== Work to complete ==
Reproduce nothing but the closing run of lines: the line with "Objective — a point for each instance of the flat" and each line that follows it to the end of the data.

Part of a data file:
----
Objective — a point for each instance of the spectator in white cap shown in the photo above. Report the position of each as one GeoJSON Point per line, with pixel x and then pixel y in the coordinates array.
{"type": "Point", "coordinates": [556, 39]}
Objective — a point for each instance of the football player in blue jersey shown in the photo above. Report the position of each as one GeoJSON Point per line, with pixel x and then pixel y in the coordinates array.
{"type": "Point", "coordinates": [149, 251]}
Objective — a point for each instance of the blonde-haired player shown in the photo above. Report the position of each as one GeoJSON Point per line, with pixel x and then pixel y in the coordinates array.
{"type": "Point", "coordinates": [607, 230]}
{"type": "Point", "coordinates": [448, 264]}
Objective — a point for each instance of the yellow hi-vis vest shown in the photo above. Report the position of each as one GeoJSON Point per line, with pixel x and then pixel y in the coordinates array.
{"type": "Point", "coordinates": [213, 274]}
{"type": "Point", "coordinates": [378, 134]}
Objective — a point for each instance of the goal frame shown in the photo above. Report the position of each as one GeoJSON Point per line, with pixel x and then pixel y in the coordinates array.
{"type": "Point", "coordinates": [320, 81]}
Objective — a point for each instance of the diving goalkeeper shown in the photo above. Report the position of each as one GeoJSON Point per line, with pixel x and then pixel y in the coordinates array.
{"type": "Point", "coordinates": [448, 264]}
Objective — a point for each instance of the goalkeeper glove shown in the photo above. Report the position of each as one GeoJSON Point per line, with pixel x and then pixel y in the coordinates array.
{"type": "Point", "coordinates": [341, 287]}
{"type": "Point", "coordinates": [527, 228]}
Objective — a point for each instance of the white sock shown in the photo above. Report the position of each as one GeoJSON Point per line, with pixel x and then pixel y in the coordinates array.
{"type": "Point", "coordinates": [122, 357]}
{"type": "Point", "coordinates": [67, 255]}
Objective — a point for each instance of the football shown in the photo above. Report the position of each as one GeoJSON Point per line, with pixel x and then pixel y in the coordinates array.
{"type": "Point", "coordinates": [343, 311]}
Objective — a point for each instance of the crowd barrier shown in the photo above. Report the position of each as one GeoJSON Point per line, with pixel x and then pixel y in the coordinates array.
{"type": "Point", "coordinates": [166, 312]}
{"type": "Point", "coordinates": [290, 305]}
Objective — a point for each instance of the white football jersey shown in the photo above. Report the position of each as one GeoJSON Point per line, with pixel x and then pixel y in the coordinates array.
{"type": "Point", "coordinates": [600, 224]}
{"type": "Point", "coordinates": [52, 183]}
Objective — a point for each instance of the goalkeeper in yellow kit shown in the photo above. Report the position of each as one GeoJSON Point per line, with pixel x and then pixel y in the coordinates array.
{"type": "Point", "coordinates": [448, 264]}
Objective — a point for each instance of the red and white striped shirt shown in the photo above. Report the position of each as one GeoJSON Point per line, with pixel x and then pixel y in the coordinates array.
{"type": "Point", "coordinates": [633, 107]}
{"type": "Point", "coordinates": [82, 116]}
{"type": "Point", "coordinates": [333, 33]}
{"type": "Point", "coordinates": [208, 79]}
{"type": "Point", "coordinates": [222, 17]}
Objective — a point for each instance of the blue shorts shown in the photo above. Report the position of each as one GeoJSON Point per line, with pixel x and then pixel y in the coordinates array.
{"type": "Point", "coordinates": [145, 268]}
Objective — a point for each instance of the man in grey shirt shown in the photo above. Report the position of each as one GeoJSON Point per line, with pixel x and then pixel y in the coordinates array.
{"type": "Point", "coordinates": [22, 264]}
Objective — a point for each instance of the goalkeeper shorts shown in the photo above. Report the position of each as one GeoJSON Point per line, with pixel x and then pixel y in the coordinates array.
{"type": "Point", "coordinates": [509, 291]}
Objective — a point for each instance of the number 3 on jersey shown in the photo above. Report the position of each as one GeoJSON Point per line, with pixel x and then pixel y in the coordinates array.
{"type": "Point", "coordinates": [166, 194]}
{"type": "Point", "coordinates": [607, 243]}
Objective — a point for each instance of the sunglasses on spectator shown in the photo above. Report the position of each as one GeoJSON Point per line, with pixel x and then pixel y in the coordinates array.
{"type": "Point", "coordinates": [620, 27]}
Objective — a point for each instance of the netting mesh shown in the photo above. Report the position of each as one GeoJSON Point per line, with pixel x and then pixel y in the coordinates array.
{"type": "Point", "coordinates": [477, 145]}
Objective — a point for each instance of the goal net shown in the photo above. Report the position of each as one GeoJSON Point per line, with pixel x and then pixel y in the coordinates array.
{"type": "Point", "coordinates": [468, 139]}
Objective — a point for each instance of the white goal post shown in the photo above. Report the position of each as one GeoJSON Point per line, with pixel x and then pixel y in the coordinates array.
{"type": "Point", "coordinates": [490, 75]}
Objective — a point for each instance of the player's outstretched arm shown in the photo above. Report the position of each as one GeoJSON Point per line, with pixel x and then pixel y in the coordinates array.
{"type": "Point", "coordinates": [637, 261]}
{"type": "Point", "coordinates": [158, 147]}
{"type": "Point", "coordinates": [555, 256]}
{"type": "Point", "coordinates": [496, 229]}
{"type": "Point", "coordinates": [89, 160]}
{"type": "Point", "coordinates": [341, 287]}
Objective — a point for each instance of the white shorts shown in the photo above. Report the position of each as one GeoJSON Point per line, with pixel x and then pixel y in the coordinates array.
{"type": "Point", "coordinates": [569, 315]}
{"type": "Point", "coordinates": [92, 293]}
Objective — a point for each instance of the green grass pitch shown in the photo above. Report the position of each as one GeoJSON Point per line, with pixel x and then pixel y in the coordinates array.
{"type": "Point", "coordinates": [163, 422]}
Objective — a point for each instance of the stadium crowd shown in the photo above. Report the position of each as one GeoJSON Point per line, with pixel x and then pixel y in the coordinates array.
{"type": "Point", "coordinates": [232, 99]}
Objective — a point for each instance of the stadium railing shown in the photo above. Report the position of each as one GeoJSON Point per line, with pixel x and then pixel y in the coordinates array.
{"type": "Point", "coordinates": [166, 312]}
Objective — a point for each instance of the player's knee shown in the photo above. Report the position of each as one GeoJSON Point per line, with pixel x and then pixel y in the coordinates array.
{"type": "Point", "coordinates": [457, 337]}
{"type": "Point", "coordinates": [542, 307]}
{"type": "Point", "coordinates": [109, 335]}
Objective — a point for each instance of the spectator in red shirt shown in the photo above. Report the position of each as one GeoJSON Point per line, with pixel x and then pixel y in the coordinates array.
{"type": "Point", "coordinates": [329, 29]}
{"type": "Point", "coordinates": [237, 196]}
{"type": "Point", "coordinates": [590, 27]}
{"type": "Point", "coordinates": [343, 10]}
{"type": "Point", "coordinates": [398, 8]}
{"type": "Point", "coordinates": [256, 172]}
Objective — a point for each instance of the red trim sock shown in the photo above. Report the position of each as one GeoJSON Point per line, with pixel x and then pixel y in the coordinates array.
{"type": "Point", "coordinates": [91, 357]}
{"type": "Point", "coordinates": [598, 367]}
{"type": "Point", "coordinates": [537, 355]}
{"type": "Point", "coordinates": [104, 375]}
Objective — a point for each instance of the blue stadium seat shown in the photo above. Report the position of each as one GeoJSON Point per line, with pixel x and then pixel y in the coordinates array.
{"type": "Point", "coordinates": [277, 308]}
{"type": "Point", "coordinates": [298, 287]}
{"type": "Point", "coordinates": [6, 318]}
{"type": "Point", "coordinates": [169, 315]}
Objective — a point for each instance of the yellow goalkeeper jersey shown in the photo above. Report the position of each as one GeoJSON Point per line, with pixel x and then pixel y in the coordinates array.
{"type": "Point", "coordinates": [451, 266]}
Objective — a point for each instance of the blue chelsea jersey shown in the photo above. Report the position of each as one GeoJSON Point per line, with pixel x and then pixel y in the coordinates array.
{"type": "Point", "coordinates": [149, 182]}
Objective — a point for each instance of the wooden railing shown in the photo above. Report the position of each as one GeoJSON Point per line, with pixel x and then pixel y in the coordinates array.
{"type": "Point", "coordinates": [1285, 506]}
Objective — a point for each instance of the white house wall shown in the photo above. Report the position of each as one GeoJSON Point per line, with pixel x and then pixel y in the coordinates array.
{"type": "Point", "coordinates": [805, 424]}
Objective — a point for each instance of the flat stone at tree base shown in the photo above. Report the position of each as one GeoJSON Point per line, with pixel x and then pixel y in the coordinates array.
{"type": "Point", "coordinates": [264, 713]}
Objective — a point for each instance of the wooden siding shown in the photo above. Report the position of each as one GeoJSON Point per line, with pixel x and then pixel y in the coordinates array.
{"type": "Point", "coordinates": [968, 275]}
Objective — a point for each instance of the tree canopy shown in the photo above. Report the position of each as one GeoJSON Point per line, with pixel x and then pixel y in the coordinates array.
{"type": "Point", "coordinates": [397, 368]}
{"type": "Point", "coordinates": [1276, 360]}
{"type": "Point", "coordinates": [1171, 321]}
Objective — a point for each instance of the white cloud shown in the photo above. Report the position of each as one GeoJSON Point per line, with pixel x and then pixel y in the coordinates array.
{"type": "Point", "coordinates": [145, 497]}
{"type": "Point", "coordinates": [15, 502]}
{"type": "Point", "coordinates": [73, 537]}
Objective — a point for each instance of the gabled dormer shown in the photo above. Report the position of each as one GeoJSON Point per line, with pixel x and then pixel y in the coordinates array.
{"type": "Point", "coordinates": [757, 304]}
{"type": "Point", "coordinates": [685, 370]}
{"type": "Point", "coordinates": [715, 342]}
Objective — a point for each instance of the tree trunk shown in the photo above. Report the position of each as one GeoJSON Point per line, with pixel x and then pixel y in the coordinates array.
----
== Output below ==
Objective — a point for each instance of the flat stone at tree base shown in the photo above. Report the position of each as one GeoJSON Point per line, with pixel x and then pixel y in the coordinates array.
{"type": "Point", "coordinates": [264, 713]}
Objective — a point for each instance of the wooden siding shown in the photo above. Report the position of each as one GeoJSON Point per line, with pixel x and then pixel y in the coordinates array.
{"type": "Point", "coordinates": [968, 275]}
Objective — a point for each instance of the tree canopy shown in the photo above. Report the position of each as one GeoJSON Point per line, with pixel x and then pixel y in the coordinates array.
{"type": "Point", "coordinates": [397, 368]}
{"type": "Point", "coordinates": [1276, 360]}
{"type": "Point", "coordinates": [1171, 321]}
Objective — a point for each instance of the white cloud shown in the photo above. Report the position of each as one GeoJSON Point per line, with pixel x and then pixel y in the coordinates array.
{"type": "Point", "coordinates": [145, 497]}
{"type": "Point", "coordinates": [15, 502]}
{"type": "Point", "coordinates": [73, 537]}
Objective — a point for each instance of the gabled dormer shown in the photo above. Report the position of each as one GeoJSON Point per line, with pixel x and then pixel y in the coordinates array.
{"type": "Point", "coordinates": [757, 304]}
{"type": "Point", "coordinates": [685, 370]}
{"type": "Point", "coordinates": [715, 342]}
Objective — a point for each instance of the tree trunk shown in the photo above. Report the position of each as one GeoJSON Point per line, with pixel x and then pixel y in the coordinates array.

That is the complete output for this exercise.